Source records
Start

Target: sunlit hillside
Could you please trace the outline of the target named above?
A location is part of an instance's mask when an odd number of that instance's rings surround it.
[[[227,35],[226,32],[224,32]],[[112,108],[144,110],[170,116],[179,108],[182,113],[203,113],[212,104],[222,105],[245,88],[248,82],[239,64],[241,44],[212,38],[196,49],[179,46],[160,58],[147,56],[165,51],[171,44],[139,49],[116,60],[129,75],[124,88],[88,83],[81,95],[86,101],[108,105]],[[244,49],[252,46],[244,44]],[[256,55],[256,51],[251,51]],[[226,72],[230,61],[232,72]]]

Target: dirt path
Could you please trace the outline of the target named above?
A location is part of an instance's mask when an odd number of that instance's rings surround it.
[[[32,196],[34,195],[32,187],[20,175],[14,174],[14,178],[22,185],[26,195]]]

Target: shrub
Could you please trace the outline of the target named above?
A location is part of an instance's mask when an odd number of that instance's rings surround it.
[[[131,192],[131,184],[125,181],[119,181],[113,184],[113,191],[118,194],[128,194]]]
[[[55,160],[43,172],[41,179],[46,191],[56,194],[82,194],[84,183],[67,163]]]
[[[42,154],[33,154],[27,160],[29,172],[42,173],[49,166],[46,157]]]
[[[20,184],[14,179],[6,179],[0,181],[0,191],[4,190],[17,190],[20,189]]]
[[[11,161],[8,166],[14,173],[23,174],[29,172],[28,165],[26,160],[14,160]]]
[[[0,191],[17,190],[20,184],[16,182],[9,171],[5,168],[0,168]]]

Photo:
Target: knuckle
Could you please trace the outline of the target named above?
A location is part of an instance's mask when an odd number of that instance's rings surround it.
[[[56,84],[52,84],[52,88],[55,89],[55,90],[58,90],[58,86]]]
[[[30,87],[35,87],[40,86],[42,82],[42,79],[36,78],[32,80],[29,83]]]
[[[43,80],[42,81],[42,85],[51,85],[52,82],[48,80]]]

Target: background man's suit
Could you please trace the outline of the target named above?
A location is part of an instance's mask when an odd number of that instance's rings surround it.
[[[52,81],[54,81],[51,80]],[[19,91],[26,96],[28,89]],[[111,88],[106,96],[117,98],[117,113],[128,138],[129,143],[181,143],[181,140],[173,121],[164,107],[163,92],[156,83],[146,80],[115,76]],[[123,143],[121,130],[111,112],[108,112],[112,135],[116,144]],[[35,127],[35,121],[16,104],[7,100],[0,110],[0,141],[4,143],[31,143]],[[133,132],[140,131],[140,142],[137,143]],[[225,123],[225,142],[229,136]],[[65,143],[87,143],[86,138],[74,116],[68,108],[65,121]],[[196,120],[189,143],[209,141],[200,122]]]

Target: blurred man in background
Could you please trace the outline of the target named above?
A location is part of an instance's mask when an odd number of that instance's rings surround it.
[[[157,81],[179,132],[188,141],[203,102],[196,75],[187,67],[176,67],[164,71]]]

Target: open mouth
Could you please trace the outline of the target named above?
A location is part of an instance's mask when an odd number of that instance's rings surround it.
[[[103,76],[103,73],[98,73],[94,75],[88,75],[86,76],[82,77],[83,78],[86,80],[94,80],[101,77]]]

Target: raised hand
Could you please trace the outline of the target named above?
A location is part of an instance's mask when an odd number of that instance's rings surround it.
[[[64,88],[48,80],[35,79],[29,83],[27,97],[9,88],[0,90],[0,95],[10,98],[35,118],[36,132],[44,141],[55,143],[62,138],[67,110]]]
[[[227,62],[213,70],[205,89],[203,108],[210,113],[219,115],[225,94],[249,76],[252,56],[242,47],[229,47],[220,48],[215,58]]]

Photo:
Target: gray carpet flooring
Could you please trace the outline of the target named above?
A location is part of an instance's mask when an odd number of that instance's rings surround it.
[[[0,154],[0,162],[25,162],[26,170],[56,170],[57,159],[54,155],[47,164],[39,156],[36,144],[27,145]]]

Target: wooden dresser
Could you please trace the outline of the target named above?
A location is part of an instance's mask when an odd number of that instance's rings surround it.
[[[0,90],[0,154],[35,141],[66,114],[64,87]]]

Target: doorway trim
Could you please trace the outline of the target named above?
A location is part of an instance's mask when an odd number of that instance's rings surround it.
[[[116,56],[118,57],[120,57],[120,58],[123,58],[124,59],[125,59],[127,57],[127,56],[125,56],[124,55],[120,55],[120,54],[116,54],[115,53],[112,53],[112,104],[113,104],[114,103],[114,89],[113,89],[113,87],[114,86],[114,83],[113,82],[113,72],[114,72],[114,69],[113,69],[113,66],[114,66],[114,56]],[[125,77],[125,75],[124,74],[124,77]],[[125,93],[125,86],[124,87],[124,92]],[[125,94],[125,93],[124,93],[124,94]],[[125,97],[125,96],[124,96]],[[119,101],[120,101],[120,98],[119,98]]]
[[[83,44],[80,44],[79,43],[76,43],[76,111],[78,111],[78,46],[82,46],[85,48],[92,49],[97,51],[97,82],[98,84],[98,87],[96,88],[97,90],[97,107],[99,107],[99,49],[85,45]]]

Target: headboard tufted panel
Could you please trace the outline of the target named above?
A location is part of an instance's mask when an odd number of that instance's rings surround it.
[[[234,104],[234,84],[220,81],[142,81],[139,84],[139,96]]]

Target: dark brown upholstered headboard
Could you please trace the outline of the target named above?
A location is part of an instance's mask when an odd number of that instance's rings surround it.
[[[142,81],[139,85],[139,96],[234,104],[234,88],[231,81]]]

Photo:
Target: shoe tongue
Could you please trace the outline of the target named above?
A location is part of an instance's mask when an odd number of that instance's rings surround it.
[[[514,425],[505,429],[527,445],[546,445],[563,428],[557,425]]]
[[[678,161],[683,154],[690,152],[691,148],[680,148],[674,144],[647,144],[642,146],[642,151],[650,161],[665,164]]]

End

**Exercise requirements**:
Can you write out the records from the line with "Target: dirt path" up to and including the line with "[[[0,191],[17,190],[20,184],[16,182],[9,171],[5,168],[0,168]]]", swapping "shrub" for "bush" and leaving everything else unchanged?

**Response to this exercise**:
Target: dirt path
Could you please trace the outline of the target named above?
A location is part of an instance's mask when an odd number of that instance's rings surround it.
[[[32,196],[34,195],[32,187],[20,175],[14,174],[14,178],[22,185],[26,195]]]

Target: bush
Could you please trace the outline of the target named above?
A location is part of an instance's mask when an odd number of that instance's rings surround it.
[[[131,192],[131,184],[125,181],[119,181],[113,184],[113,191],[118,194],[128,194]]]
[[[55,160],[43,172],[41,179],[46,191],[56,194],[82,194],[84,183],[67,163]]]
[[[42,154],[33,154],[27,160],[29,172],[42,173],[49,166],[46,157]]]
[[[20,184],[14,179],[6,179],[0,181],[0,191],[4,190],[17,190],[20,189]]]
[[[11,161],[8,166],[14,173],[23,174],[29,172],[28,165],[26,160],[14,160]]]
[[[0,191],[17,190],[20,184],[16,182],[9,171],[5,168],[0,168]]]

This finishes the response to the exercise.